§ **Task to carry out**
Each record that follows is to be duplicated exactly, though its pictures are not.

[Annotated photo localization data]
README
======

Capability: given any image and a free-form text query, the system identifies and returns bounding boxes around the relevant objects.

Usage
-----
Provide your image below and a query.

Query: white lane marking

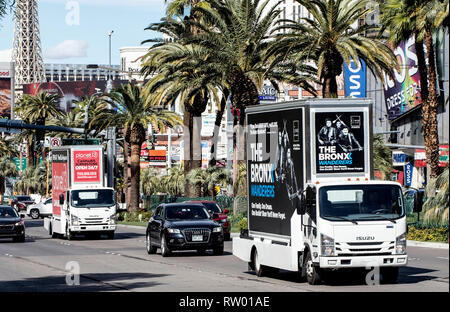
[437,257,449,260]
[4,254,14,257]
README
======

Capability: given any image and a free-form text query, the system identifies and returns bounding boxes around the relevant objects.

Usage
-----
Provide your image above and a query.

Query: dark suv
[0,206,26,242]
[146,203,224,257]
[10,195,35,212]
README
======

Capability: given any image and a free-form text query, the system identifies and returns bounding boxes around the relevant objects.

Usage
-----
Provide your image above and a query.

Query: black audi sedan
[146,203,224,257]
[0,205,26,242]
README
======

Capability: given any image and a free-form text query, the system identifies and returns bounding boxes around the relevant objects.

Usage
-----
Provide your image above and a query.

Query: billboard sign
[344,58,366,98]
[51,150,69,216]
[258,85,277,101]
[383,36,422,120]
[314,111,366,174]
[0,78,12,119]
[72,149,101,183]
[247,107,304,237]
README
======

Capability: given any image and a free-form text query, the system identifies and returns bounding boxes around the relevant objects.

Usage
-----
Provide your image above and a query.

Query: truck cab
[59,187,117,239]
[296,180,408,284]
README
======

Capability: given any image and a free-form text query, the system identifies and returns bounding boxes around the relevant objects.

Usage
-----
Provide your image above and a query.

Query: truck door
[303,186,318,249]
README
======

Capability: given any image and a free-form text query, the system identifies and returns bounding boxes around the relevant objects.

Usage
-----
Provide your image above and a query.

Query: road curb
[407,240,449,249]
[117,224,146,230]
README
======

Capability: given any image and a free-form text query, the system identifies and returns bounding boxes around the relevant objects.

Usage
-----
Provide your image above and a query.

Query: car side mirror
[224,209,229,214]
[59,194,65,206]
[413,192,424,213]
[297,194,306,215]
[212,213,220,219]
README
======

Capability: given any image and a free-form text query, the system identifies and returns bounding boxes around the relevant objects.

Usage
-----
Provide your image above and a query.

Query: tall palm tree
[423,167,449,226]
[190,0,317,191]
[273,0,397,98]
[89,83,182,212]
[15,92,63,164]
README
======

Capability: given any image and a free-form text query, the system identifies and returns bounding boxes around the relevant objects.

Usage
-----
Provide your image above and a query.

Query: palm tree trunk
[129,141,141,212]
[209,91,229,167]
[414,34,428,103]
[27,140,34,169]
[423,25,441,178]
[322,74,338,98]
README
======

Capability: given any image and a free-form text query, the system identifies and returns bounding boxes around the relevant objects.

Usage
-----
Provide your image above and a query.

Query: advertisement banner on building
[383,36,422,120]
[0,78,12,119]
[314,111,366,174]
[72,150,101,183]
[23,80,128,112]
[414,149,427,167]
[404,162,413,186]
[344,58,366,98]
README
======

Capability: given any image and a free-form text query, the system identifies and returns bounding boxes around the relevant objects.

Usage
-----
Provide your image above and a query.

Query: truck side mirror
[59,194,64,205]
[297,194,306,215]
[413,191,424,213]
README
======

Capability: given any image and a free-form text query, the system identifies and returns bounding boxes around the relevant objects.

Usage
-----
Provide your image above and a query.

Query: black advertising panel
[314,111,365,174]
[247,108,303,237]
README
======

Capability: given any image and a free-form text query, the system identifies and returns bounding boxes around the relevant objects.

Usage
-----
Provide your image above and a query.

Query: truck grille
[83,218,104,224]
[335,241,394,256]
[182,228,211,243]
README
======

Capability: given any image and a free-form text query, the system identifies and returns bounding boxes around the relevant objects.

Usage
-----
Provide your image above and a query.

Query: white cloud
[0,49,12,62]
[44,40,88,59]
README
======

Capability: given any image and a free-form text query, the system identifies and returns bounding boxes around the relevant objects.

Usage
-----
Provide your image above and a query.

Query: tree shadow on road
[0,272,170,292]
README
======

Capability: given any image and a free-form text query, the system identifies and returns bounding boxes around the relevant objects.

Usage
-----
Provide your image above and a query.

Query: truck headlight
[109,214,116,224]
[395,232,407,254]
[167,228,181,234]
[71,215,80,226]
[213,227,223,233]
[321,234,335,256]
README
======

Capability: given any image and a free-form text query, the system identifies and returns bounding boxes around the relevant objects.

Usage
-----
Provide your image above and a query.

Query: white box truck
[233,98,420,285]
[44,145,117,240]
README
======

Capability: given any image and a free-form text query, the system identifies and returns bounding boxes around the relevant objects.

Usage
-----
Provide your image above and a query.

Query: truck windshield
[319,185,404,222]
[71,190,114,208]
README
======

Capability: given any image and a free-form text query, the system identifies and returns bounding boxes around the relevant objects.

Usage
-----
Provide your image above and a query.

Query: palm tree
[0,139,18,203]
[373,134,393,180]
[141,168,161,196]
[273,0,397,98]
[185,167,209,197]
[422,167,449,226]
[15,92,63,164]
[162,166,186,196]
[89,83,182,212]
[15,166,47,195]
[205,166,232,199]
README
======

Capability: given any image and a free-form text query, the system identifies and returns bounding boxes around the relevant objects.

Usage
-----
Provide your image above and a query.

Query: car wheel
[213,244,224,256]
[160,235,171,257]
[13,234,25,243]
[304,251,321,285]
[30,209,40,219]
[146,233,157,254]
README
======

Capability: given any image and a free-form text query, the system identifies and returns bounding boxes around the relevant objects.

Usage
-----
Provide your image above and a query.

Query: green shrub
[407,226,449,243]
[117,209,153,223]
[238,217,248,230]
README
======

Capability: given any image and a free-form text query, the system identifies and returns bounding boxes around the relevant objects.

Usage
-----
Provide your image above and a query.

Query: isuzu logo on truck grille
[356,236,375,241]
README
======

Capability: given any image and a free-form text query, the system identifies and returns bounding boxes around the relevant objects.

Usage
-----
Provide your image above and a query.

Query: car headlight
[14,221,24,227]
[395,232,407,254]
[321,233,335,256]
[167,228,181,234]
[213,227,223,233]
[71,215,80,226]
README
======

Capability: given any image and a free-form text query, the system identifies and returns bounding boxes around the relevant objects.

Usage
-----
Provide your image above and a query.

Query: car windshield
[165,206,210,220]
[0,207,19,218]
[71,189,114,208]
[200,202,222,213]
[319,185,404,222]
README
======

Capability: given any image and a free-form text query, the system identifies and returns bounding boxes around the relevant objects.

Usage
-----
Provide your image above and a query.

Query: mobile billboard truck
[44,145,117,240]
[233,98,421,285]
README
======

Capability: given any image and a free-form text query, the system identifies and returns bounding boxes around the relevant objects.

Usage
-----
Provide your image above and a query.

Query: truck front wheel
[381,267,399,284]
[66,227,74,241]
[304,252,322,285]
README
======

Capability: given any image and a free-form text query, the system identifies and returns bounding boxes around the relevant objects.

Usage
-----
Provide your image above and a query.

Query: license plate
[192,235,203,242]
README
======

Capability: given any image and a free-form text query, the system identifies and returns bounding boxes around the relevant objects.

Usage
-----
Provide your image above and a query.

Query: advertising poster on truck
[247,108,304,237]
[72,149,101,183]
[314,111,366,174]
[51,150,69,216]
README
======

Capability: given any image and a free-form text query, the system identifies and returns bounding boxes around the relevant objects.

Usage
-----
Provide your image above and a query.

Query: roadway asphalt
[0,219,448,292]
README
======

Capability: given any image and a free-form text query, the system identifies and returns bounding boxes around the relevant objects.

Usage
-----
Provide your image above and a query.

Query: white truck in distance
[233,98,422,285]
[44,145,117,240]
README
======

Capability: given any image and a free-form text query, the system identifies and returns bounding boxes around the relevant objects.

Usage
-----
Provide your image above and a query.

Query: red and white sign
[73,150,101,183]
[0,71,11,78]
[51,137,62,147]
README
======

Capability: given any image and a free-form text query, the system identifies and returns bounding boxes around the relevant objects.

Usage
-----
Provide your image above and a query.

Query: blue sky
[0,0,167,64]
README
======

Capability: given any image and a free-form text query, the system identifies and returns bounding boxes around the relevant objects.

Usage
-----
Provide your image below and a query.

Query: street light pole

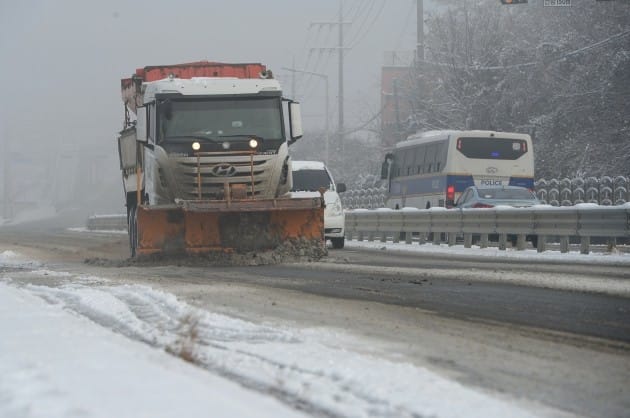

§ **Reply to the exercise**
README
======

Capability: given any image and a free-form text query, the system identifies and returns bounding boxes around the relevant objects.

Usage
-----
Provide your image below and a query.

Query: white lane marking

[437,257,449,260]
[4,254,14,257]
README
======

Capability: given any image and a free-form text query, the system identifies and returns bounding boxes around the relevant objects.

Usage
-----
Provide your image above and a query.

Query: dark suv
[0,206,26,242]
[146,203,224,257]
[10,195,35,212]
README
======

Capability: given any image and a free-form text query, the system identifies and returns bounding boxes around the relevant objects.

Usage
-----
Provide your image above and a query.

Query: black audi sedan
[146,203,224,257]
[0,205,26,242]
README
======

Capability: given any image and a free-form text query, the system identifies and returns bounding boxes around the relevant objects.

Usage
-----
Provide your image above and a query.

Query: billboard sign
[344,58,366,98]
[51,150,69,216]
[258,85,277,101]
[383,36,422,120]
[314,111,366,174]
[0,78,12,119]
[72,149,101,183]
[247,107,304,237]
README
======

Capability: given any image and a free-form text query, the system identifies and returns bounding boxes around the relevant objects.

Usage
-----
Provide your image above and a query.

Query: truck cab
[59,187,117,239]
[296,180,408,284]
README
======

Capability: given any image and a free-form text query, the system identifies and returns bounding boxes around the relevant objects.

Usage
-----
Provide your image above and a query.

Query: truck door
[303,186,318,249]
README
======

Capability: given any image and a free-form text query, the system identifies and returns bounding boxes around the relevant objects.

Usage
-----
Provide your image above and a query.

Query: road curb
[407,240,449,249]
[117,224,146,230]
README
======

Capability: given any image and a free-form text query, the system identifies and returns bounding boxes around the relevant objects.

Usage
-----
Provide your image above and a query.

Query: car side mirror
[224,209,229,214]
[59,194,65,206]
[413,192,424,213]
[297,194,306,215]
[212,213,220,219]
README
======

Capability: given any image and a free-form text query, the system identifies and returns bounding boxes around the relevant objects.

Usage
-----
Provide your image above and a query.

Query: tall palm tree
[423,167,449,226]
[190,0,317,191]
[273,0,397,98]
[89,83,182,212]
[15,92,63,164]
README
======

Capability: given any image and a free-form text query, the system identifies and returns bounding boxes around the relevant objects.

Usage
-----
Provide your image above and a query.

Query: palm tree trunk
[129,141,141,212]
[209,91,229,167]
[414,34,428,103]
[27,140,34,169]
[423,25,441,178]
[322,74,338,98]
README
======

Capability: given any image and a free-form text query, the system identifies and returns bounding boxes around the relevant objects.

Usage
-----
Provide your image above and a query.

Query: advertisement banner on building
[383,36,422,120]
[0,78,12,119]
[314,111,366,174]
[72,150,101,183]
[23,80,128,112]
[414,149,427,167]
[404,162,413,186]
[344,58,366,98]
README
======

Capability: given any image and a free-form text query, the system identifies and returns bounding boxes around the relevant objects.

Usage
-----
Provide your image above and a query.

Query: truck side mirror
[59,194,64,205]
[297,194,306,215]
[413,191,424,213]
README
======

Capability: given any image and a free-form text query, the system identifies and returns bounding boxes around the relevant objects.

Usage
-----
Provide your image above and a query.

Query: black advertising panel
[314,111,365,174]
[247,108,303,237]
README
======

Capability: given any image and a free-form text query, the system identifies and returns bounding boxes around the relevant objects.

Usage
-----
Provide your image above and a query.

Query: truck grille
[83,218,104,224]
[335,241,394,256]
[182,228,211,243]
README
======

Capability: given any image and a free-form text query, the system identifies and returns bounding boxes around the relevant objects.

Usage
-----
Provide your image above and a query.

Query: white cloud
[0,49,12,62]
[44,40,88,59]
README
======

Capability: given any image and a free-form text query, the system identifies and returns bounding boxes around the relevant objects.

Usage
-----
Provide your image above and a query.

Query: tree shadow on road
[0,272,170,292]
README
======

Capability: given any image and a free-form text query, the system identifies and returns bounding boxes around the relevant objects.

Usage
-----
Provide your image above and a query.

Query: truck headlight
[109,214,116,224]
[395,232,407,254]
[167,228,181,234]
[71,215,80,226]
[213,227,223,233]
[321,234,335,256]
README
======

Capability: given any image and a free-form text query, the system identifies and returns bounding boxes around the relevant objects.

Usage
-----
Provide your image above and a query.

Query: white box truck
[233,98,420,285]
[44,145,117,240]
README
======

Capability: given any image and a free-form text query, the system identifies and returns bounding boxes around the relevant objects.

Usage
-----
Provide your image above and a query.

Query: truck windshield
[319,185,404,222]
[71,190,114,208]
README
======

Capability: given any image and a free-form text query, the system identifies and returns bounding boxes around the relevant objects.

Usage
-----
Provide your image above and a query.

Query: palm tree
[0,139,18,203]
[373,134,393,180]
[141,168,161,196]
[273,0,397,98]
[185,167,209,197]
[422,167,449,226]
[15,92,63,164]
[162,166,186,196]
[89,83,182,212]
[15,166,47,195]
[205,166,232,199]
README
======

Capability: given any image and a free-form text query, the system identifies and returns bounding boxes around the relevant objects.

Usage
-----
Provide your image above and a query.

Query: car wheel
[213,244,224,256]
[160,235,171,257]
[13,234,25,243]
[304,251,321,285]
[30,209,40,219]
[146,233,157,254]
README
======

Capability: given any image and a free-form text query, the system identifies and returns bounding boxes around the relevant objects.

Usage
-----
Provide your image above and a query.

Query: green shrub
[407,226,449,243]
[117,209,153,223]
[238,217,248,230]
README
======

Capability: given any image and a free-form text query, the system identifies and returns bounding boxes around the relevant objects.

Usage
-----
Provide your image above and a query.

Query: isuzu logo on truck grille
[356,236,375,241]
README
======

Capability: given any image and a free-form text query, the system identifies and returns bounding boxes around the relevant objects.

Usage
-----
Provide your image above and a query.

Query: car headlight
[14,221,24,227]
[395,232,407,254]
[321,233,335,256]
[167,228,181,234]
[213,227,223,233]
[71,215,80,226]
README
======

Capability: given any image and a free-form text query, the system identifies and returns bounding boxes around the relevant objects.

Usage
-----
Provide your image above and a query.

Query: car windshield
[165,206,210,220]
[0,207,19,218]
[71,189,114,208]
[200,202,222,213]
[319,185,404,222]
README
======

Capability: given any image and a free-form text query, the system identifies and returns bounding boxes around the relevant objects.

Usage
-----
Provide your image above and a query.

Query: mobile billboard truck
[44,145,117,240]
[233,98,421,285]
README
======

Capability: given any image and a free-form text query, the system identifies and returns bounding boxes around the relevant objects.

Usage
-----
Provide your image above and a query.

Query: truck front wheel
[381,267,399,284]
[66,227,74,241]
[304,252,322,285]
README
======

Capability: given any image and a free-form text query, the system identifies and returns bounding boxes around the relevant objects.

Usage
-----
Provide your image above and a query.

Query: license plate
[192,235,203,242]
README
======

Capability: given any image and a free-form text query, the system identifies and returns bounding boxes around the relevant objects.

Usage
-----
Provide your image above and a query.

Query: advertising poster on truck
[247,108,304,237]
[72,149,101,183]
[314,111,366,174]
[51,150,69,216]
README
======

Capability: given any image and a free-form text query, the system identifies and returns bounding boxes around the relevant objects.

Usage
-----
Provide your image above and a query.

Query: roadway asphalt
[0,219,448,292]
README
======

Capability: given any image and a free-form text query, the system identifies and returns bounding boxes around the relevant objects.

Usage
-----
Provide your image above and a query.

Query: white truck in distance
[233,98,422,285]
[44,145,117,240]
README
======

Capability: given any image and a free-form text query, the system identifies and returns bounding boxes around the relevant objects.

Usage
-----
Provide your image above and a query.

Query: red and white sign
[73,150,101,183]
[0,71,11,78]
[51,137,62,147]
README
======

Capability: given any image and a free-form text query, the system identifies and returns bounding boxes around the relevant objects.

Usage
-----
Provide your image above and a query.

Query: blue sky
[0,0,167,64]
README
======

Capability: given any image and a free-form text query, the system identifies and returns bounding boxes around the relevant objects.

Usage
-----
Provide your image below and a query.

Query: street light pole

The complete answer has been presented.